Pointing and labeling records
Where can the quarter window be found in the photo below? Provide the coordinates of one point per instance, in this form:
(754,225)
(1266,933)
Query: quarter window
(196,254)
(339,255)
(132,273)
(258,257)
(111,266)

### YOUR OBJECTIVE
Update the records by changing every "quarter window" to "side window", leaving the rest of each line as it is.

### RESULT OF THE TASK
Where can the side window be found in the photo below? Provide the coordinates of one point per instance, in this form:
(754,225)
(1266,933)
Query: side window
(196,254)
(339,255)
(132,273)
(258,257)
(111,266)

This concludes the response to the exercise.